• _Selection_:
########
Every high school student’s perspective of those around them is shaped by many things ranging from that student’s perception of themselves, their self-esteem, and their personal beliefs. There are those you befriend, those you simply tolerate, those you never noticed, but most importantly – those intriguing individuals that I guarantee you admire without knowing why. Truthfully, in the turn of the century, an end to common cliques has brought upon an atypical rendition of Hamlet’s bold line: “To follow, or to be followed?” In an analysis of the “misinformed”, “brutally insecure”, “Bible thumpers”, and the “cynical atrocities”, this line is made blatantly clear in all populations of high school attendees.
The “misinformed” of high school are those who are pinnacle examples of students the class instructors must beg to focus on academics, or anything other than their social tendencies. They must be pled with to see past the blinding fame of student government success, the roaring cheers from the ever-inspiring pom line, or the truly revolutionary football team. Does anything else matter? Why would it, when of course they will play football in college? Who needs honors classes for that? When, of course, why wouldn’t their SAT score get them into the State University just fine? Of course, they wouldn’t know that being accepted into such schooling only requires half of the total SAT points to be achieved. The “misinformed” of high school are simply just that- incredibly misguided. They would fit into any classic early 2000s teen movie – as the popular, well loved, and blinded teen who wholeheartedly believes that high school is really the “best four years of their lives.”
These are the girls that can blend into a crowd of over straightened and poorly dyed hair, slipping grades, and trashy football parties very easily. These are the adolescents that believe all an A on a math test takes is coercing the TA into giving out the answers, whatever that coaxing may entail. The question for the majority becomes whether or not to befriend these individuals and hope their density doesn’t rub off on you, or whether to simply follow in their shadows until you can slip into one of their “high end” weekend parties. Regardless of your specific choice, the misinformed of high school end up being blindly worshipped by a population that (hopefully) realizes there is more to life than texting, trash talking, and taunting.
########
• _Written exercise a_: Rewrite the rows from the line containing "leaf-covered path, one point per instance." through the line containing "[[68, 233]]", with both of those lines included, keeping every request as it is. In the answers, add -93 to every coordinate.
The rows that follow are unrelated to the essay.
########
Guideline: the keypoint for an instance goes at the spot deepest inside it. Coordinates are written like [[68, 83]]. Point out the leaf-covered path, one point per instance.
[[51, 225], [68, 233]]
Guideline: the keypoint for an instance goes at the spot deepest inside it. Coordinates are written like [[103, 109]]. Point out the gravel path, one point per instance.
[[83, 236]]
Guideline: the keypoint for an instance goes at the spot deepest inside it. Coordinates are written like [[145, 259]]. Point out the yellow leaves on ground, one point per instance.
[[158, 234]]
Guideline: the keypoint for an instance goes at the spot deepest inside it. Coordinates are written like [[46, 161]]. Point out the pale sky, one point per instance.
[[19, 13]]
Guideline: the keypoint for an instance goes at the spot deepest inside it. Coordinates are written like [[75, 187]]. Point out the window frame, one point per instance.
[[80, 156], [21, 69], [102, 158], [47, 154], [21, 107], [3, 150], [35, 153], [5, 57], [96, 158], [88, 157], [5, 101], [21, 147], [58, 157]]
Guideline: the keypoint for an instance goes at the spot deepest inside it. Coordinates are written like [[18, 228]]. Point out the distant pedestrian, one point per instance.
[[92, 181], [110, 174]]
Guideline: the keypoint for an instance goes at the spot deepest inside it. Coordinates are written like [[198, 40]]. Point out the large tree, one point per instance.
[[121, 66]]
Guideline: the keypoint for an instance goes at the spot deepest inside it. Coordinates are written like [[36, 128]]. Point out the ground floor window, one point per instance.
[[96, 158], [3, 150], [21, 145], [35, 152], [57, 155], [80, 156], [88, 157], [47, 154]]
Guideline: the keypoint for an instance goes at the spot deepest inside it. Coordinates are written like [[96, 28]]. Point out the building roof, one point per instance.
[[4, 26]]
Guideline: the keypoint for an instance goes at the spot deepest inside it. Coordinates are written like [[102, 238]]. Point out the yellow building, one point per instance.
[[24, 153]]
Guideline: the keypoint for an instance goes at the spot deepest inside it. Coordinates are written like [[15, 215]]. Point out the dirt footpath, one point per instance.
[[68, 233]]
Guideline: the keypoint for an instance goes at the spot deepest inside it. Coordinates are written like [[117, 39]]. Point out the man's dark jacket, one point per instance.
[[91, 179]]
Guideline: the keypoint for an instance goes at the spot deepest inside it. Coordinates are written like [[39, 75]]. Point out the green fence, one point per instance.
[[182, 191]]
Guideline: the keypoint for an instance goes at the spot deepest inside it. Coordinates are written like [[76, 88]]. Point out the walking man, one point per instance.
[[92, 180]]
########
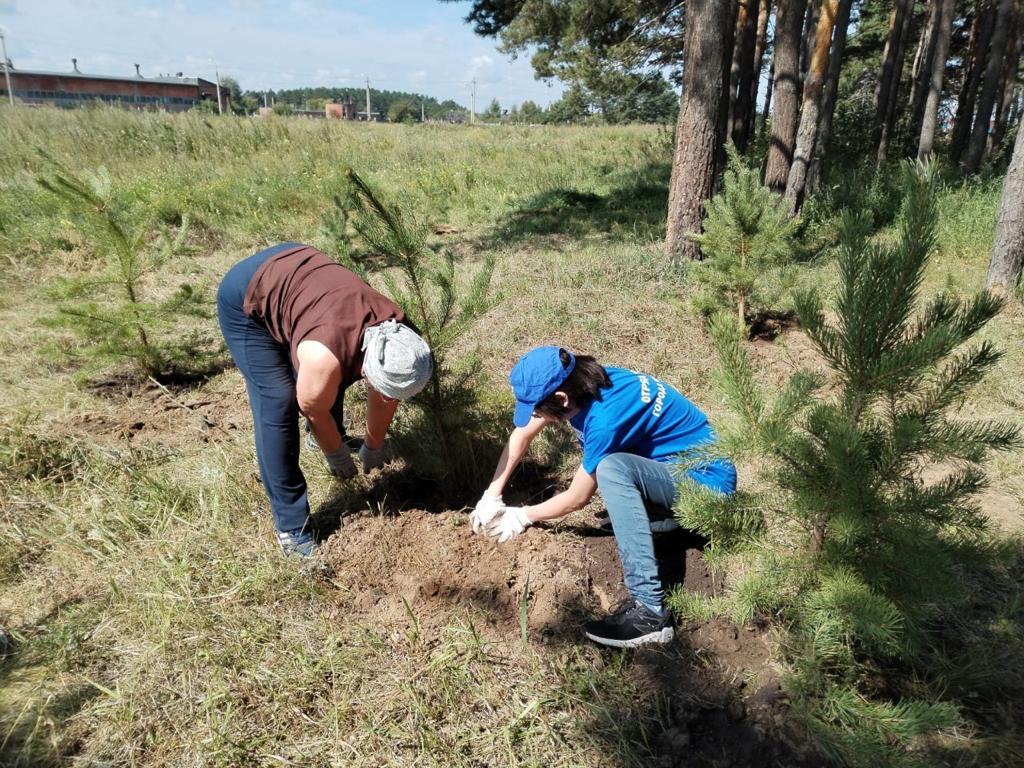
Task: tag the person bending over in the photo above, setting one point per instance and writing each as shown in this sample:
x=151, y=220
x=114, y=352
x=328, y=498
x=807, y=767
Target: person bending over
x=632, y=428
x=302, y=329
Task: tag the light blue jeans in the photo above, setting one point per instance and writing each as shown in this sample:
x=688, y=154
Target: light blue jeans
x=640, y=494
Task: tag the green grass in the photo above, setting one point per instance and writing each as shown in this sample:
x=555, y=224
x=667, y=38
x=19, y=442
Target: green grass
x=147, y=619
########
• _Written exercise b_: According to the essay on high school cliques, what portion of the total SAT points does acceptance into the State University require?

• _Full output a_:
Guideline: the keypoint for an instance goes at the spot deepest inside it. Coordinates are written like [[68, 83]]. Point out the leaf-covered path, one point per instance.
[[-42, 132], [-25, 140]]
Guideline: the keypoint for an instance goes at the spot deepest inside it. Coordinates are written like [[103, 109]]. Point out the gravel path, one point per instance.
[[-10, 143]]
Guideline: the keypoint for an instance goes at the spot deepest inside it. Coordinates are written like [[145, 259]]. Point out the yellow leaves on ground, one point per instance.
[[65, 141]]
Guideline: the keypoint for an instance goes at the spot deepest inside it. Coordinates are written like [[46, 161]]. Point out the pale sky, one point per instance.
[[-74, -80]]
Guideline: the keypoint for an instance goes at the spot deepest inside it. Coordinates are written like [[75, 187]]. Point out the window frame, one point per instance.
[[-13, 63], [-72, -24], [9, 65], [-46, 61], [-72, 14], [-90, 57], [-58, 60], [-88, -36], [3, 65], [-5, 64], [-88, 8], [-72, 54], [-35, 64]]
Guideline: the keypoint for an instance goes at the spot deepest inside it. Coordinates are written like [[18, 228]]. Point out the distant pedestrian, one point per instance.
[[-1, 88], [17, 81]]
Guideline: the keypoint for an instance goes at the spot deepest inside it. Coordinates are written like [[198, 40]]. Point out the large tree, one point per instance.
[[28, -27]]
Guideline: the keypoint for an instance goes at the spot deepest inside it. Coordinates are written like [[36, 128]]. Point out the ground floor window, one point per instance.
[[3, 65], [-90, 57], [-72, 52], [-58, 59], [-36, 62], [-13, 63], [-5, 64], [-46, 61]]
Guideline: the keypoint for an instance goes at the spot deepest inside it. Coordinates are written like [[96, 28]]. Point out the building roof, one point per instance.
[[-89, -67]]
Guideline: the keypoint for an instance goes at the spot deepest inside it. Coordinates are written like [[102, 238]]. Point out the yellow building, one point per instance.
[[-69, 60]]
Guideline: the keypoint for an instance goes at the spot deepest inside it. Coordinates are written like [[15, 215]]. Point out the dirt footpath, one point per instance.
[[-25, 140]]

• _Full output b_: Half of the total SAT points.